Challenge
Output every line of the entries from the line containing "Note: in this practice we tag every instance of the bridge" through the last, exactly, with no other content.

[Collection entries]
==*==

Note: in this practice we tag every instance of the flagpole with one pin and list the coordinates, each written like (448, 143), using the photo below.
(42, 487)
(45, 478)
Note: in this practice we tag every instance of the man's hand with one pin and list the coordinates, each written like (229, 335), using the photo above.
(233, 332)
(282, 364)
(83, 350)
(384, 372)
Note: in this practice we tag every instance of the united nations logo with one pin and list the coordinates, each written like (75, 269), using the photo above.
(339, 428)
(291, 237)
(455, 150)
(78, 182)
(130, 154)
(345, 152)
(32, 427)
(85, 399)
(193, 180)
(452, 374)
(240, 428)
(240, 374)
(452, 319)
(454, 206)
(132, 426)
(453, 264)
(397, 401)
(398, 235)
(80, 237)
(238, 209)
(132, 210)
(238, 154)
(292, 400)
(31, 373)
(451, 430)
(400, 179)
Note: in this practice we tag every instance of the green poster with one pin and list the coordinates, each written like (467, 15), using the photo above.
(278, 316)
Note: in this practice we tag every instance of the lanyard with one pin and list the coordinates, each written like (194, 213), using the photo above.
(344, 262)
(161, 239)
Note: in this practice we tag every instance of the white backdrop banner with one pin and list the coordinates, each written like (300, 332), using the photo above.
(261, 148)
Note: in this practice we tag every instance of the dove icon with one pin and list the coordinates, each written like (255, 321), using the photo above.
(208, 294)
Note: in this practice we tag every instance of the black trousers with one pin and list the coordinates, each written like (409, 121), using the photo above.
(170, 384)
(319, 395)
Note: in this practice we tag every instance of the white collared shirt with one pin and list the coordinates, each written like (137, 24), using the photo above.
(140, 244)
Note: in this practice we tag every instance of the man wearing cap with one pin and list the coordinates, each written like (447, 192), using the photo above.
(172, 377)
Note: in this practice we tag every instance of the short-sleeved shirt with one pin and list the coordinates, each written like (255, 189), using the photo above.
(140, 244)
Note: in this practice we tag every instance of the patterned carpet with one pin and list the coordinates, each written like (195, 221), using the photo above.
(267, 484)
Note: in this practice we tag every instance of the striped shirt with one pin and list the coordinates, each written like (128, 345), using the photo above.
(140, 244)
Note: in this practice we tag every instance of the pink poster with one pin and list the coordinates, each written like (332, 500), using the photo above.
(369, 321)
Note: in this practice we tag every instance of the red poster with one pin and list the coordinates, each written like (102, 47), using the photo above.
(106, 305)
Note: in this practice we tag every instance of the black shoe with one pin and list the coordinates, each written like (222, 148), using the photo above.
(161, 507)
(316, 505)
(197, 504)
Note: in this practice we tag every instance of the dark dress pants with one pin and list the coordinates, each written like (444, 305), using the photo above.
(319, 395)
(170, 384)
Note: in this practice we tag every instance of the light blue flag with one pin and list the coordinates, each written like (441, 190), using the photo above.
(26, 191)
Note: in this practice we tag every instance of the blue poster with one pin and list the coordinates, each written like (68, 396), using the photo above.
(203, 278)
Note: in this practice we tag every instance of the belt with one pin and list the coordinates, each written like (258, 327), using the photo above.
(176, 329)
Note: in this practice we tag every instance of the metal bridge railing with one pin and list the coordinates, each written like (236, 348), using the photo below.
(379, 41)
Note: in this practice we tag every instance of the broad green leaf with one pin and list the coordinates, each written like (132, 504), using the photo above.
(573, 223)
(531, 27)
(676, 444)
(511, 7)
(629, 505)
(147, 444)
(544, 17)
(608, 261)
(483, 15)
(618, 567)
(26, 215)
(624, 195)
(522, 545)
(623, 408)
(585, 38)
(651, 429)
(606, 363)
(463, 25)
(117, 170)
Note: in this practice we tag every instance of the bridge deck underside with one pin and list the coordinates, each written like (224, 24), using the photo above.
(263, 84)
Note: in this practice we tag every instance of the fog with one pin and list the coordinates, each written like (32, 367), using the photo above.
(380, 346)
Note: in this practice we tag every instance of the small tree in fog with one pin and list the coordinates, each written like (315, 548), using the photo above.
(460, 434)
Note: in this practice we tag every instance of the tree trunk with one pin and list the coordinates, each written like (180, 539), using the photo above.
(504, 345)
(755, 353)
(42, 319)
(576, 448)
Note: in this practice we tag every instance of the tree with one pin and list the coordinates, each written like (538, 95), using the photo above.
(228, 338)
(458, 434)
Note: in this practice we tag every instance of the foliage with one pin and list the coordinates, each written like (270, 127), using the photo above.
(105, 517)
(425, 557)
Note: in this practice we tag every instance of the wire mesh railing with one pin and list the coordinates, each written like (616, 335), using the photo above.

==*==

Output below
Note: in this practice we tag every instance of the bridge deck underside with one pin and list the coordinates, each written like (224, 24), using the photo above.
(263, 84)
Note: in this practice we tag every instance of the fog with one pin and list the coordinates, each written like (32, 367), using the photo above.
(380, 346)
Note: in this practice we tag every instance of the small tree in fog with one pin and list the coordinates, each written like (315, 548), using the photo above.
(460, 434)
Note: in this practice we tag every instance of the tree trunk with one pin and list the coordinates, each written like (180, 539), using the photo above.
(504, 345)
(755, 353)
(42, 319)
(576, 448)
Note: in this practice we tag every instance of the tree with one pin and list the coordinates, each written like (538, 95), using the photo above.
(228, 338)
(458, 434)
Note: in this practice we tag every instance of the foliage with one pin and list the coordinates, each written like (270, 127), using the photo above.
(105, 517)
(425, 557)
Note: in this practice we tag every instance of the wire mesh railing with one pin and list the coordinates, each written like (616, 335), using the photo above.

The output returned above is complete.